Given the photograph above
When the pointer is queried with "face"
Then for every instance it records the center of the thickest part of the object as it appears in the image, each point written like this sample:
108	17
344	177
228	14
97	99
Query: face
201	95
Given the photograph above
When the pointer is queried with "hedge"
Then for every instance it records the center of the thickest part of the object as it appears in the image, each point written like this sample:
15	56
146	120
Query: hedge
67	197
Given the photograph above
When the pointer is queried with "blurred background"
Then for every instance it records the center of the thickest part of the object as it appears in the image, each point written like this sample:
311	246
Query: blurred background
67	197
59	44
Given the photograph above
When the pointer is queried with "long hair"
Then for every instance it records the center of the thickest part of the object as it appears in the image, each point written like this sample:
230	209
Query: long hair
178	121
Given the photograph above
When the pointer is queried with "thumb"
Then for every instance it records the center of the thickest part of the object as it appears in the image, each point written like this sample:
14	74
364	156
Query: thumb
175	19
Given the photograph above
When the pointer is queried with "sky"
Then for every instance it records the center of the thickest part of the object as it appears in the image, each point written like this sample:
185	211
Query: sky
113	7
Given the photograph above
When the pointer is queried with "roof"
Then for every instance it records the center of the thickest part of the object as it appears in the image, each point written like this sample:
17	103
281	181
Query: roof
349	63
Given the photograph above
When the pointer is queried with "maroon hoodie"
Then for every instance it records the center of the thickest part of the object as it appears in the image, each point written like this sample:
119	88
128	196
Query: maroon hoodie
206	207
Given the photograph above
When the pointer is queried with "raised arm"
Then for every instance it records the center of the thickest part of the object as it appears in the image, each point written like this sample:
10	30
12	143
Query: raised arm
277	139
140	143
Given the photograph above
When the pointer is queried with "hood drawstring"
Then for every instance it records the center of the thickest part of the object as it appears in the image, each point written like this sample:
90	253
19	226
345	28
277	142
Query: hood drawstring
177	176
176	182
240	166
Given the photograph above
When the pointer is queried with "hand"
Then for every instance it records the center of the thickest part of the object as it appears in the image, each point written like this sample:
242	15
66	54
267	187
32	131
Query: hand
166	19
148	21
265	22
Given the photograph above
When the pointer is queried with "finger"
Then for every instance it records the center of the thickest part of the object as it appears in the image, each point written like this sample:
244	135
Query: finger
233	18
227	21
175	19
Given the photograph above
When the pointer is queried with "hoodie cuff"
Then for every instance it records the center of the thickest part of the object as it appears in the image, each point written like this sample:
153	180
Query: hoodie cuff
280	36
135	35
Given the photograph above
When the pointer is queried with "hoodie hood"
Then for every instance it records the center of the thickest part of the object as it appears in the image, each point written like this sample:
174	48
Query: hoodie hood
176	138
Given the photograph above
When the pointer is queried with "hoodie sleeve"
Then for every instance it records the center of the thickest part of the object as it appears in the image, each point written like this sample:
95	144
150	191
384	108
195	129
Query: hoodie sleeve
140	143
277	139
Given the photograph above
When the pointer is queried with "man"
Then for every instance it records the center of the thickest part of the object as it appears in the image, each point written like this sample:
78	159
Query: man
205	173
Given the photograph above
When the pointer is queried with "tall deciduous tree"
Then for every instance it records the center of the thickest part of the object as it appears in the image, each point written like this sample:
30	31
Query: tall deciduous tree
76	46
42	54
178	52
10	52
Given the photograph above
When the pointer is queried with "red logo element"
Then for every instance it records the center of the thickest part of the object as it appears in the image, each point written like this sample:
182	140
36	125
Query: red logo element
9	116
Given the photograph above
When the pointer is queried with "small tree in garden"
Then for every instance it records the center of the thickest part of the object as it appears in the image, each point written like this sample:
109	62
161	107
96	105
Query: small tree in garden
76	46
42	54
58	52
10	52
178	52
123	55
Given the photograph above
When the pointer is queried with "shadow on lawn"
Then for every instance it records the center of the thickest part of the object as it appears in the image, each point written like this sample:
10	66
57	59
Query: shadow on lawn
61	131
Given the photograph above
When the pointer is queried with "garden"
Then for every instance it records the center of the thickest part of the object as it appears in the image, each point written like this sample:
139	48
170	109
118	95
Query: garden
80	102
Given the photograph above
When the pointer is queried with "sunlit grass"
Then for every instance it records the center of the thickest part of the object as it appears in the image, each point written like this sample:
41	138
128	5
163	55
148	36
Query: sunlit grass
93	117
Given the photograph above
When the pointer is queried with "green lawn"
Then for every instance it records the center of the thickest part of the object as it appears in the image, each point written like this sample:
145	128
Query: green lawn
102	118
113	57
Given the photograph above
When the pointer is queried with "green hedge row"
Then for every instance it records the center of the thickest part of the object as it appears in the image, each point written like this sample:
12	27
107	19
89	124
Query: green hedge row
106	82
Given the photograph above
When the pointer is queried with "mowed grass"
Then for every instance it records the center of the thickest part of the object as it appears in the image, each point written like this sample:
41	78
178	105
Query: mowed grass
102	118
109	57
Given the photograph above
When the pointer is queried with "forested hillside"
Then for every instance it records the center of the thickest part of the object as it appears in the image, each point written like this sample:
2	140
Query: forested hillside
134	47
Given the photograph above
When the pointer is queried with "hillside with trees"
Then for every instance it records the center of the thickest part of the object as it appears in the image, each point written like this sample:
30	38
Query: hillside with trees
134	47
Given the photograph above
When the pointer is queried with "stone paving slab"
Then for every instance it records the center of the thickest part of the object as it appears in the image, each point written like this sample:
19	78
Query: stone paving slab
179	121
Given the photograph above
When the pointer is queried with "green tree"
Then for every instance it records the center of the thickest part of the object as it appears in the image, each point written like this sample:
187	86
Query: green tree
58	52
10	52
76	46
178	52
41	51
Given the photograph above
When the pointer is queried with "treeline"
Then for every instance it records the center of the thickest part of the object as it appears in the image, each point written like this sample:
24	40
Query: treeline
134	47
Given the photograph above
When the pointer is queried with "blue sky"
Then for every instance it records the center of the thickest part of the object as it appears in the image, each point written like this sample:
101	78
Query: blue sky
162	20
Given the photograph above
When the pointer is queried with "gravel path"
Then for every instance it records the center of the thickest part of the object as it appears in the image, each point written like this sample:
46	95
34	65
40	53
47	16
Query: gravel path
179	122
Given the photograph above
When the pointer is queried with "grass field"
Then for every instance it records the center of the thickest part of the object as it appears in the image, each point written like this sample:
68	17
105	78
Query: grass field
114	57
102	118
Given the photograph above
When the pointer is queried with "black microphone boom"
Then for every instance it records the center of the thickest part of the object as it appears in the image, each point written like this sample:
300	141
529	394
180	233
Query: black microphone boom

■ **TASK GOAL**:
Your task is to restate every record exactly.

■ **WRITTEN SOLUTION**:
Given the photograph above
When the pointer is queried with "face"
Then for every instance it records the center of the thickest part of the object as it appears in the image, each point written like this sample:
108	17
344	177
228	14
97	99
Query: face
201	95
Given the photograph above
When the pointer is queried with "hedge"
Then for every instance it records the center of the thickest part of the object as it appears in the image, each point written like this sample:
15	56
146	120
Query: hedge
67	197
Given the photograph above
When the pointer is queried with "blurred background"
Then for every instance it records the center of the thickest part of the object as it appears in the image, each point written like this sample:
311	246
Query: blurred background
67	197
59	44
Given the photograph above
When the pointer is queried with "long hair"
Then for every instance it records the center of the thickest part of the object as it appears in the image, each point written like this sample:
230	209
Query: long hair
178	121
Given the photograph above
When the pointer is queried with "thumb"
Then for every instance it records the center of the thickest part of the object as it appears in the image, each point written like this sample:
14	74
364	156
Query: thumb
175	19
Given the photograph above
When the pointer is queried with "sky"
Then for every instance it records the center of the thickest part of the object as it appears in the image, each point written like this sample:
185	211
Query: sky
113	7
Given the photograph above
When the pointer is queried with "roof"
Then for every instance it records the center of the thickest part of the object as it appears in the image, each point written like this sample:
17	103
281	181
Query: roof
349	63
Given the photograph above
When the pointer is queried with "maroon hoodie"
Then for every instance it records the center of the thickest part of the object as it appears in the image, each point written like this sample:
119	88
128	196
Query: maroon hoodie
206	207
Given the photograph above
When the pointer is queried with "raised arm"
Then for every instance it records the center of the thickest part of the object as it appears in the image, each point written like this sample:
10	30
12	143
Query: raised arm
277	139
140	143
Given the photograph above
When the pointer is queried with "hood drawstring"
Then for every instance it records the center of the thickest part of the object as it appears in the image, each point written like this sample:
90	253
19	226
345	28
277	142
Query: hood drawstring
177	176
176	182
240	166
Given the photograph above
When the pointer is queried with "hand"
Then for every instance it records the center of the thickest part of the object as it appears in the image, each point written like this sample:
242	15
66	54
267	187
32	131
Query: hand
166	19
148	21
265	22
Given the photograph above
When the pointer is queried with "finger"
Then for every instance it records the center of the thickest part of the object as it appears in the image, each point written like this sample:
244	135
Query: finger
233	18
227	21
175	19
Given the photograph above
When the pointer is queried with "hoodie cuff"
Then for every instance it records the center of the thickest part of the object as it appears in the image, each point written like this sample:
153	180
Query: hoodie cuff
280	36
135	35
Given the photograph above
When the pointer is queried with "hoodie hood"
Then for every instance it records the center of the thickest part of the object as it appears in the image, each point written like this sample:
174	48
Query: hoodie hood
176	138
Given the photograph above
When the pointer is queried with "hoodie sleeve"
Then for every instance it records the center of the thickest part of the object as it appears in the image, each point written like this sample:
95	144
150	191
384	108
195	129
Query: hoodie sleeve
140	143
277	139
Given the photograph above
When the pointer is queried with "man"
Then for every instance it records the center of the thickest part of the object as it appears in the image, each point written like this sample:
78	159
Query: man
205	173
Given the photograph above
When the pointer is queried with "tall deciduous tree"
Then for every instance it records the center of the thickest part of the object as it appears in the image, each point written like this sample:
30	31
Query: tall deciduous tree
76	46
42	54
178	52
10	52
Given the photograph above
When the pointer is queried with "red logo element"
Then for every instance it records the center of the thickest part of the object as it appears in the image, each point written like this sample:
182	140
36	125
Query: red logo element
9	116
Given the photograph above
When the pointer is queried with "small tree in garden"
Then for every instance it records the center of the thickest part of the object as it appears in the image, each point written like this sample:
109	62
161	107
96	105
Query: small tree in garden
76	46
42	54
58	52
10	52
178	52
123	55
Given the photograph above
When the pointer is queried with "shadow on lawn"
Then for every instance it records the center of the thickest part of the object as it appears in the image, each point written like this sample:
10	66
57	59
Query: shadow on lawn
61	131
Given the photograph above
When the pointer is queried with "garden"
Then for every instance it records the center of the thickest part of the object as it appears in the image, each point written like this sample:
139	48
170	109
118	95
Query: garden
80	102
Given the photograph above
When the pointer is queried with "sunlit grass"
Then for every instance it records the center of the thickest part of the object as it appears in the image, each point written like this sample:
41	138
128	5
163	55
148	36
Query: sunlit grass
93	117
Given the photograph above
When the pointer is queried with "green lawn"
Then for every instance it records the center of the thickest part of the object as it appears in the image, each point written like this sample:
145	128
Query: green lawn
102	118
113	57
Given the photograph above
When the pointer is queried with "green hedge row"
Then for every instance it records the center of the thickest part of the object as it appears in the image, each point written like this sample:
12	27
107	19
89	124
Query: green hedge row
106	82
Given the photograph above
When the pointer is queried with "mowed grass"
Then for every instance it records the center of the thickest part of the object as it appears in the image, each point written like this sample:
41	78
178	105
Query: mowed grass
102	118
109	57
Given the photograph above
When the pointer is queried with "forested hillside"
Then for every instance it records the center of the thickest part of the object as it appears in the image, each point written like this sample:
2	140
Query: forested hillside
134	47
Given the photograph above
When the pointer is queried with "hillside with trees"
Then for every instance it records the center of the thickest part of the object as it appears in the image, each point written like this sample:
30	38
Query: hillside with trees
134	47
Given the photograph above
When the pointer is queried with "stone paving slab"
Then for every instance it records the center of the thickest part of the object as it appears in the image, each point written like this sample:
19	78
Query: stone paving slab
179	121
Given the photograph above
When the pointer is queried with "green tree"
Then for every instance it records the center of the thickest part of the object as it appears in the image, each point written like this sample:
187	86
Query: green tree
58	52
10	52
76	46
178	52
41	51
Given the photograph above
When the pointer is queried with "treeline"
Then for every instance it records the center of the thickest part of the object as it appears in the image, each point written like this sample:
24	40
Query: treeline
134	47
Given the photograph above
When the pointer is queried with "blue sky"
Then for every instance it records the center of the thickest part of the object as it appears in the image, each point written like this sample:
101	78
Query: blue sky
162	20
Given the photograph above
When the pointer is queried with "gravel path"
Then for every instance it records the center of the thickest part of the object as it appears in the image, each point written like this sample:
46	95
34	65
40	53
47	16
Query: gravel path
179	122
Given the photograph above
When the pointer is queried with "grass field"
Then for every instance it records the center of the thickest part of the object as it appears in the image, each point written like this sample:
68	17
105	78
Query: grass field
114	57
102	118
Given the photograph above
When the pointer is queried with "black microphone boom"
Then for every instance it records the center of the thickest part of the object as it appears in the image, each point written like this sample:
300	141
529	394
180	233
Query: black microphone boom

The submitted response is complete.